SOURCE PASSAGE:
_ _ _ _ _
UBC Math Bio + DG MP PDE Seminar: Willem Diepeveen

An increasingly common viewpoint is that protein dynamics data sets reside in a non-linear subspace of low conformational energy. Ideal data analysis tools should therefore account for such non-linear geometry. The Riemannian geometry setting can be suitable for a variety of reasons. First, it comes with a rich mathematical structure to account for a wide range of geometries that can be modelled after an energy landscape. Second, many standard data analysis tools developed for data in Euclidean space can be generalised to Riemannian manifolds. In the context of protein dynamics, a conceptual challenge comes from the lack of a suitable smooth manifold and the lack of guidelines for constructing a smooth Riemannian structure based on an energy landscape. In addition, computational feasibility in computing geodesics and related mappings poses a major challenge. This work considers these challenges. The first part of the paper develops a novel local approximation technique for computing geodesics and related mappings on Riemannian manifolds in a computationally feasible manner. The second part constructs a smooth manifold and a Riemannian structure that is based on an energy landscape for protein conformations. The resulting Riemannian geometry is tested on several data analysis tasks relevant for protein dynamics data. In particular, the geodesics with given start- and end-points approximately recover corresponding molecular dynamics trajectories for proteins that undergo relatively ordered transitions with medium sized deformations. The Riemannian protein geometry also gives physically realistic summary statistics and retrieves the underlying dimension even for large-sized deformations within seconds on a laptop.
_ _ _ _ _
PROVIDED DATA:
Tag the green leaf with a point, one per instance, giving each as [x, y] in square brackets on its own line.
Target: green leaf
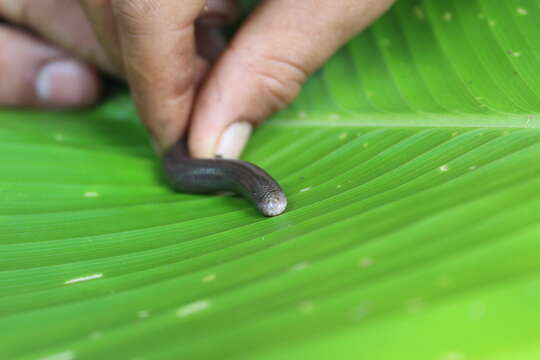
[411, 165]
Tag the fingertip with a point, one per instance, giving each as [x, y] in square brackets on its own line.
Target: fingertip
[233, 140]
[67, 83]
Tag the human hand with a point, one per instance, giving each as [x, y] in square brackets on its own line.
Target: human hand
[50, 53]
[151, 43]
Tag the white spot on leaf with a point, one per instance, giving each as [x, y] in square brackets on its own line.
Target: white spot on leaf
[453, 355]
[419, 12]
[84, 278]
[366, 261]
[66, 355]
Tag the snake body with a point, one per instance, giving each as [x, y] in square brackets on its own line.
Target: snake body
_ _ _ _ _
WORK TASK:
Do these statements agree with the seminar abstract? Answer yes or no for each, and quote the words from the abstract that decide it.
(a) The first part of the paper constructs a smooth manifold based on an energy landscape.
(b) The Riemannian protein geometry retrieves the underlying dimension even for large-sized deformations.
(c) The geodesics approximately recover molecular dynamics trajectories for proteins with large deformations.

ANSWER FOR THIS EXERCISE:
(a) No: "The first part of the paper develops a novel local approximation technique for computing geodesics and related mappings on Riemannian manifolds in a computationally feasible manner."
(b) Yes: "retrieves the underlying dimension even for large-sized deformations within seconds on a laptop"
(c) No: "for proteins that undergo relatively ordered transitions with medium sized deformations"